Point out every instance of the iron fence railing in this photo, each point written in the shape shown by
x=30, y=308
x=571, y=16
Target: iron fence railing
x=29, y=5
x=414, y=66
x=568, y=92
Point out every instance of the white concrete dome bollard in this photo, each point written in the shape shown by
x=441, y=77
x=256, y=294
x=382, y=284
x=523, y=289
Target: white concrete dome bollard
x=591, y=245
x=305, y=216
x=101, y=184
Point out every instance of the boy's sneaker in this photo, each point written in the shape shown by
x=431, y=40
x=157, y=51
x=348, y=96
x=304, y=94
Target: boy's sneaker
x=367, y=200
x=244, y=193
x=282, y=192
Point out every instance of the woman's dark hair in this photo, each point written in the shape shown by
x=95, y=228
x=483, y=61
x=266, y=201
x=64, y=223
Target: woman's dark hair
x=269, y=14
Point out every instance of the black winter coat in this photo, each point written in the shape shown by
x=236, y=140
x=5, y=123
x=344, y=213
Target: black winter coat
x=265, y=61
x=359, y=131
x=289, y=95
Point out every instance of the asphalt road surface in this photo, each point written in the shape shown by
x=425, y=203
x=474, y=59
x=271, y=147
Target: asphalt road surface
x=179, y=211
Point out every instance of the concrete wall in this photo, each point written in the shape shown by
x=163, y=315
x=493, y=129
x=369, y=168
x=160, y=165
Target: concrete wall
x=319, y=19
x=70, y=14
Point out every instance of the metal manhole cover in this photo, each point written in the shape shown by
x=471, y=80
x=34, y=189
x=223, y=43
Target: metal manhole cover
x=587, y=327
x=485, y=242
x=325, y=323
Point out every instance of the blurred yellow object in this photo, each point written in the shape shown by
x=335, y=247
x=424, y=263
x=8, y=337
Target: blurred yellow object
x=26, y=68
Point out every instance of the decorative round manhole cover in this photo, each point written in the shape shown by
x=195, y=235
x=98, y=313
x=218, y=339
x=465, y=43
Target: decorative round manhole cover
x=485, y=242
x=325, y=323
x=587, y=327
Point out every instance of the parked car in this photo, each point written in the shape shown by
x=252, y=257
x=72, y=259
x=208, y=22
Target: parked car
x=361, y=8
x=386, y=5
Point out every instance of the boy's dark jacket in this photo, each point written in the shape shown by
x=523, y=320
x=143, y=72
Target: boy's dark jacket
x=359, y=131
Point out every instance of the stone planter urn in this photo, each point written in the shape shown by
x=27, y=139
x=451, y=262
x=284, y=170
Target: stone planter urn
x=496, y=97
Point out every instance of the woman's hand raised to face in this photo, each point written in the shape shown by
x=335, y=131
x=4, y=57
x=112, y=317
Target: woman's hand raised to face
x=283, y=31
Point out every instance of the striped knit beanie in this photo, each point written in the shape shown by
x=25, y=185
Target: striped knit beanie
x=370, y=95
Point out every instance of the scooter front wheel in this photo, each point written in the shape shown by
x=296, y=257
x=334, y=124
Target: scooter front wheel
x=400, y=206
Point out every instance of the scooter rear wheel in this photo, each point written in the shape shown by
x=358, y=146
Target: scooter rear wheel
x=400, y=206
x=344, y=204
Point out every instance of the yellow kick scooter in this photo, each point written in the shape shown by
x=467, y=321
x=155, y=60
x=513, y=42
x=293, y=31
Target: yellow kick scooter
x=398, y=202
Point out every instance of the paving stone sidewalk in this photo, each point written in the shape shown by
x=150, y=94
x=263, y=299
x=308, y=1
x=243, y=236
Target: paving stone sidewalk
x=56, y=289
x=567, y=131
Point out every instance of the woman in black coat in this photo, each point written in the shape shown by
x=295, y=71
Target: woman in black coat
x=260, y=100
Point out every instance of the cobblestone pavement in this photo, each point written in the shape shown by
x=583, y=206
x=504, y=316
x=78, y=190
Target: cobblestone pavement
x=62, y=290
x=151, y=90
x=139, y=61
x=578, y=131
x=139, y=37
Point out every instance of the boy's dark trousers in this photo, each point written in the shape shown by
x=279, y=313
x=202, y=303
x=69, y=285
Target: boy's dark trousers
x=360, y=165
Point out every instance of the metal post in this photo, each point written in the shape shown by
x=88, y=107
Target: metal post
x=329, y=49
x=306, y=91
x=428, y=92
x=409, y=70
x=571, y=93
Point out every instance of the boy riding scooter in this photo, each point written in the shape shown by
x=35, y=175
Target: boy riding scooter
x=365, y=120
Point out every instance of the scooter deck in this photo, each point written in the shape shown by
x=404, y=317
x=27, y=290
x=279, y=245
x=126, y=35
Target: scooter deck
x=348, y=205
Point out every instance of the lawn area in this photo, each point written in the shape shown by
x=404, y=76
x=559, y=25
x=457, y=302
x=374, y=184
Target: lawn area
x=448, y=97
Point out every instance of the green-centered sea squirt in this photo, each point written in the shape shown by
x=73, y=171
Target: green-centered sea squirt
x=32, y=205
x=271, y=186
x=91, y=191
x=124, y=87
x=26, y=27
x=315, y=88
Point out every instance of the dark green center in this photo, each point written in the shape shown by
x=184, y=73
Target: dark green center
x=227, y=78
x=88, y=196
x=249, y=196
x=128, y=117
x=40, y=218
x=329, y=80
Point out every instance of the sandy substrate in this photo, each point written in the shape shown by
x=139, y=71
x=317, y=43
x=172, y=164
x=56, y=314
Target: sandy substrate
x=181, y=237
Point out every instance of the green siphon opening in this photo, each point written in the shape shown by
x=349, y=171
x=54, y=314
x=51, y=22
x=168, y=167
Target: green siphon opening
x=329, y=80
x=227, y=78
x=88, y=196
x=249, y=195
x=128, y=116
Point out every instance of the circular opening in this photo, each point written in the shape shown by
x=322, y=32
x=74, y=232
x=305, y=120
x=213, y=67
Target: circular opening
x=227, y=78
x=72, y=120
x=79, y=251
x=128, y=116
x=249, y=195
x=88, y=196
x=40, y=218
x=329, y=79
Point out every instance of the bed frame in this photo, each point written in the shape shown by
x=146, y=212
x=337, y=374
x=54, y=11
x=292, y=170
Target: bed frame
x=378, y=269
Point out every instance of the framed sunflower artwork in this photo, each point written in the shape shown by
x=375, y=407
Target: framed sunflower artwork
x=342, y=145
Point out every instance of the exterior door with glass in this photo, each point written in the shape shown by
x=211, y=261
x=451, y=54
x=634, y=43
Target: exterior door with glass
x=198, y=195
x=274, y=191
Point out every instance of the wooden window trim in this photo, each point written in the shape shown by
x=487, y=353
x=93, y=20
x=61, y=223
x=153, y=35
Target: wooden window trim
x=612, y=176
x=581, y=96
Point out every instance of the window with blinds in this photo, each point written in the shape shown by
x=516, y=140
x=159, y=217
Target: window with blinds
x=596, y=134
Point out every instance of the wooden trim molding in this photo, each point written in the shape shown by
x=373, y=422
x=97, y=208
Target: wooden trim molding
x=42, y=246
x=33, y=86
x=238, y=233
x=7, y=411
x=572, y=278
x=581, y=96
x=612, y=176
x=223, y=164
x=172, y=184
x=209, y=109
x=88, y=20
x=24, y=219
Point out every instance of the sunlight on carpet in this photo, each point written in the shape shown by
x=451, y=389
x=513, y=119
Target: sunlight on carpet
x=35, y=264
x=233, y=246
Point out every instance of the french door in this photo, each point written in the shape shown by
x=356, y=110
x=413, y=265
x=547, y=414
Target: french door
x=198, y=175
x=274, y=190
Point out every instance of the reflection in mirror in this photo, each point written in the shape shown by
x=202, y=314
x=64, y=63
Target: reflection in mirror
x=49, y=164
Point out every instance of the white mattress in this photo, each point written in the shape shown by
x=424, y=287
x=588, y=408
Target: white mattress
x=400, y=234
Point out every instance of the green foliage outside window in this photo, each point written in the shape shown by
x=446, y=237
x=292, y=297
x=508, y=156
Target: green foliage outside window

- - - -

### What is needed
Reproduce all the data word for word.

### Answer to this exercise
Point out every instance of the iron fence railing in this photo, each point written in the shape shown by
x=30, y=308
x=571, y=16
Target: iron fence railing
x=29, y=5
x=414, y=66
x=568, y=92
Point out every instance of the white concrete dome bollard in this photo, each point written in the shape shown by
x=441, y=77
x=256, y=294
x=382, y=284
x=523, y=289
Target: white concrete dome bollard
x=591, y=245
x=305, y=216
x=101, y=184
Point out every instance of the boy's sneaker in this photo, each point written in the shape shown by
x=431, y=40
x=157, y=51
x=348, y=96
x=304, y=94
Target: boy's sneaker
x=367, y=200
x=244, y=193
x=282, y=192
Point out every instance of the woman's dark hair in this photo, each point written in the shape shown by
x=95, y=228
x=483, y=61
x=266, y=201
x=64, y=223
Target: woman's dark hair
x=269, y=14
Point out every instance of the black winter coat in this photo, each point written in the shape shown by
x=236, y=140
x=5, y=123
x=344, y=213
Target: black winter coat
x=265, y=61
x=359, y=131
x=289, y=95
Point out every instance of the asphalt road surface in this photo, each point written in the shape shown by
x=425, y=203
x=474, y=59
x=271, y=147
Target: asphalt road surface
x=179, y=211
Point out every instance of the concrete wall in this photo, each point written in the shape shown by
x=163, y=315
x=493, y=129
x=369, y=168
x=160, y=165
Target: concrete wall
x=319, y=19
x=70, y=14
Point out every instance of the metal manhole cover in this photo, each point written in the shape shown by
x=471, y=80
x=34, y=189
x=223, y=43
Target: metal manhole cover
x=587, y=327
x=485, y=242
x=325, y=323
Point out every instance of the blurred yellow object in this photo, each point written in the shape shown by
x=335, y=247
x=424, y=263
x=8, y=337
Target: blurred yellow object
x=26, y=68
Point out every instance of the decorative round manhole cover in this photo, each point written in the shape shown by
x=195, y=235
x=98, y=313
x=218, y=339
x=465, y=43
Target: decorative round manhole cover
x=485, y=242
x=325, y=323
x=587, y=327
Point out every instance of the parked car in this photo, each point written in the shape shown by
x=252, y=257
x=72, y=259
x=208, y=22
Target: parked car
x=361, y=8
x=386, y=5
Point out every instance of the boy's dark jacket in this photo, each point written in the shape shown by
x=523, y=320
x=143, y=72
Target: boy's dark jacket
x=359, y=131
Point out every instance of the stone planter urn in this photo, each point written in the shape shown by
x=27, y=139
x=451, y=262
x=284, y=170
Target: stone planter urn
x=496, y=97
Point out every instance of the woman's hand raised to face in this photo, each point written in the shape shown by
x=335, y=131
x=4, y=57
x=112, y=317
Target: woman's hand raised to face
x=283, y=31
Point out every instance of the striped knit beanie in this photo, each point written in the shape shown by
x=25, y=185
Target: striped knit beanie
x=370, y=95
Point out every instance of the scooter front wheel in this photo, each point written in the shape shown by
x=296, y=257
x=334, y=124
Target: scooter front wheel
x=400, y=206
Point out every instance of the scooter rear wheel in this photo, each point written in the shape shown by
x=358, y=146
Target: scooter rear wheel
x=400, y=206
x=344, y=204
Point out every instance of the yellow kick scooter in this photo, each point written in the shape shown by
x=467, y=321
x=155, y=60
x=513, y=42
x=293, y=31
Target: yellow kick scooter
x=398, y=202
Point out every instance of the paving stone sidewalk in this photo, each point written in the shape shown by
x=150, y=94
x=263, y=299
x=308, y=1
x=243, y=236
Target: paving stone sidewalk
x=56, y=289
x=567, y=131
Point out every instance of the woman in black coat in this photo, each point written in the shape shown by
x=295, y=71
Target: woman in black coat
x=260, y=100
Point out every instance of the cobblestone pavement in this photo, each point written in the shape shown by
x=583, y=206
x=504, y=316
x=78, y=190
Target: cobblestone pavement
x=62, y=290
x=151, y=90
x=139, y=61
x=578, y=131
x=139, y=37
Point out every instance of the boy's dark trousers in this photo, each point written in the shape shown by
x=279, y=313
x=202, y=303
x=69, y=285
Target: boy's dark trousers
x=360, y=165
Point out every instance of the metal post in this photo, each point written in the shape shown by
x=88, y=107
Target: metal post
x=329, y=49
x=306, y=91
x=428, y=92
x=409, y=70
x=571, y=93
Point out every instance of the boy riding scooter in this photo, each point written in the shape shown by
x=35, y=175
Target: boy riding scooter
x=365, y=120
Point out every instance of the scooter deck in this photo, each point written in the shape shown by
x=404, y=317
x=27, y=290
x=279, y=245
x=126, y=35
Target: scooter deck
x=348, y=205
Point out every instance of the lawn area in this photo, each point written in the shape shown by
x=404, y=76
x=559, y=25
x=457, y=302
x=374, y=184
Target: lawn area
x=448, y=97
Point out every instance of the green-centered sea squirt in this photo, each point written in the shape shown by
x=73, y=171
Target: green-centered sea squirt
x=32, y=205
x=271, y=186
x=91, y=191
x=124, y=87
x=26, y=27
x=315, y=88
Point out every instance of the dark green center in this photo, each point written in the shape shown by
x=184, y=73
Target: dark green center
x=227, y=78
x=88, y=196
x=249, y=196
x=128, y=117
x=40, y=218
x=329, y=80
Point out every instance of the sandy substrate in this photo, each point written in the shape shown by
x=139, y=71
x=317, y=43
x=172, y=164
x=56, y=314
Target: sandy substrate
x=181, y=237
Point out every instance of the green siphon opening in this photo, each point written in the shape shown by
x=349, y=171
x=54, y=314
x=51, y=22
x=168, y=167
Target: green siphon opening
x=329, y=80
x=227, y=78
x=88, y=196
x=249, y=195
x=128, y=116
Point out every instance of the circular opening in this photo, each point written in the shape shown by
x=322, y=32
x=74, y=232
x=305, y=120
x=213, y=67
Target: circular opening
x=227, y=78
x=72, y=120
x=79, y=251
x=128, y=116
x=249, y=195
x=88, y=196
x=40, y=218
x=329, y=79
Point out every instance of the bed frame in this photo, each point written in the shape shown by
x=146, y=212
x=337, y=374
x=54, y=11
x=292, y=170
Target: bed frame
x=378, y=269
Point out every instance of the framed sunflower artwork in this photo, each point written in the shape shown by
x=375, y=407
Target: framed sunflower artwork
x=342, y=145
Point out every instance of the exterior door with glass in this photo, each point written in the shape shown by
x=211, y=261
x=451, y=54
x=634, y=43
Target: exterior door with glass
x=198, y=195
x=274, y=191
Point out every instance of the wooden window trim in this photo, each point written in the shape shown by
x=487, y=353
x=93, y=20
x=61, y=223
x=153, y=35
Target: wooden window trim
x=612, y=176
x=581, y=96
Point out every instance of the window with blinds in this photo, each point written in the shape shown by
x=516, y=140
x=159, y=217
Target: window with blinds
x=596, y=134
Point out every instance of the wooden trim molding in this photo, each point written in the shape shown by
x=373, y=422
x=97, y=208
Target: wooden trim molding
x=42, y=246
x=33, y=86
x=238, y=233
x=7, y=411
x=572, y=278
x=581, y=96
x=612, y=176
x=223, y=164
x=172, y=184
x=209, y=109
x=88, y=20
x=24, y=219
Point out every instance of the sunlight on carpet in this photo, each point written in the shape shown by
x=451, y=389
x=513, y=119
Target: sunlight on carpet
x=35, y=264
x=233, y=246
Point out every instance of the french door in this photo, each point written in the shape shown by
x=356, y=110
x=413, y=265
x=547, y=414
Target: french door
x=198, y=175
x=274, y=190
Point out every instance of the reflection in mirror in this photo, each point written in the shape shown by
x=202, y=314
x=64, y=63
Target: reflection in mirror
x=49, y=164
Point out every instance of the white mattress in this photo, each point written in the shape shown by
x=424, y=287
x=588, y=408
Target: white mattress
x=400, y=234
Point out every instance of the green foliage outside window in this photo, each point written in the shape shown by
x=446, y=237
x=292, y=297
x=508, y=156
Target: green foliage outside window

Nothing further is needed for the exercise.